In the patch cover letter, turn the paragraph that begins "Remove unreliable Zen 5 events" into a short list. Keep its stated purpose, its source document, and each erratum number with its description.

| QUOTED PASSAGE |

-------------------------

[PATCH 0/3] perf vendor events amd: Address event errata

Sandipan Das posted 3 patches 7 months, 1 week ago
.../arch/x86/amdzen5/inst-cache.json          | 24 -------------------
.../arch/x86/amdzen5/load-store.json          |  6 -----
.../arch/x86/amdzen5/recommended.json         | 13 ----------
3 files changed, 43 deletions(-)
[PATCH 0/3] perf vendor events amd: Address event errata
Posted by Sandipan Das 7 months, 1 week ago
Remove unreliable Zen 5 events and metrics. The following errata from
the Revision Guide for AMD Family 1Ah Models 00h-0Fh Processors have
been addressed.
#1569 PMCx078 Counts Incorrectly in Unpredictable Ways
#1583 PMCx18E May Overcount Instruction Cache Accesses
#1587 PMCx188 May Undercount IBS (Instruction Based Sampling) Fetch Events

The document can be downloaded from
https://bugzilla.kernel.org/attachment.cgi?id=308095

Sandipan Das (3):
  perf vendor events amd: Remove Zen 5 instruction cache events
  perf vendor events amd: Remove Zen 5 TLB flush event
  perf vendor events amd: Remove Zen 5 IBS fetch event

 .../arch/x86/amdzen5/inst-cache.json          | 24 -------------------
 .../arch/x86/amdzen5/load-store.json          |  6 -----
 .../arch/x86/amdzen5/recommended.json         | 13 ----------
 3 files changed, 43 deletions(-)

-------------------------

| ENTRIES SHOWN |
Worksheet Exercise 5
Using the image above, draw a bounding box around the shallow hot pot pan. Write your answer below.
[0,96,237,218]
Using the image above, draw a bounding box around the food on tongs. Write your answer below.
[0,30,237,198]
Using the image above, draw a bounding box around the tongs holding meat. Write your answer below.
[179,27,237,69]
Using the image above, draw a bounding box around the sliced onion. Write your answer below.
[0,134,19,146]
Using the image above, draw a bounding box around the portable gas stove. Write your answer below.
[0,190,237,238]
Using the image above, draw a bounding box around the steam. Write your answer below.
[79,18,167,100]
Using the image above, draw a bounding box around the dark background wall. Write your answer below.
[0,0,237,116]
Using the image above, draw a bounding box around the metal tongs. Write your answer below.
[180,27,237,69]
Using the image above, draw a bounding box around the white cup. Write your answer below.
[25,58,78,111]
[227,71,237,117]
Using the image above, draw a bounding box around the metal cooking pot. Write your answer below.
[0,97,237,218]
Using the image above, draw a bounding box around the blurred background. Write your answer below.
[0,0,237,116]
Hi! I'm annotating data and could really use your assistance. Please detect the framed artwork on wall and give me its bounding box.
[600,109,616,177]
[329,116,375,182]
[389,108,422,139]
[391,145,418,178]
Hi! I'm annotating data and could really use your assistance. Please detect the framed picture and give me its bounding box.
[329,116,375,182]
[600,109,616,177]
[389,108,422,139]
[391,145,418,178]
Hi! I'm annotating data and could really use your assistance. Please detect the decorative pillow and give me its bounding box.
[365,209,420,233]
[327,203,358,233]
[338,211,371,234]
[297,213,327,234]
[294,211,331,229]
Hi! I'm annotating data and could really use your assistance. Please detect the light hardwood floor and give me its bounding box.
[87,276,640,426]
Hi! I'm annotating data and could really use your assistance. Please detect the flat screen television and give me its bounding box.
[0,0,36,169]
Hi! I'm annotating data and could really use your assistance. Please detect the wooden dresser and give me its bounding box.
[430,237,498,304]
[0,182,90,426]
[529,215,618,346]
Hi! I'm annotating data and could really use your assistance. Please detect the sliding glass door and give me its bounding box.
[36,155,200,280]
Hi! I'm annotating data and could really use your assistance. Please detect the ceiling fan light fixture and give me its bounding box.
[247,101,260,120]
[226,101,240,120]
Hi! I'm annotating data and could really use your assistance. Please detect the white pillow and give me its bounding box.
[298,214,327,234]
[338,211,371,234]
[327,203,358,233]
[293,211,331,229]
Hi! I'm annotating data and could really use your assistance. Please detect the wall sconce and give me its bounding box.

-------------------------

| THE OUTPUT |
- Purpose: remove unreliable Zen 5 events and metrics.
- Source of the errata: Revision Guide for AMD Family 1Ah Models 00h-0Fh Processors.
- Errata addressed:
  - #1569: PMCx078 counts incorrectly in unpredictable ways.
  - #1583: PMCx18E may overcount instruction cache accesses.
  - #1587: PMCx188 may undercount IBS (Instruction Based Sampling) fetch events.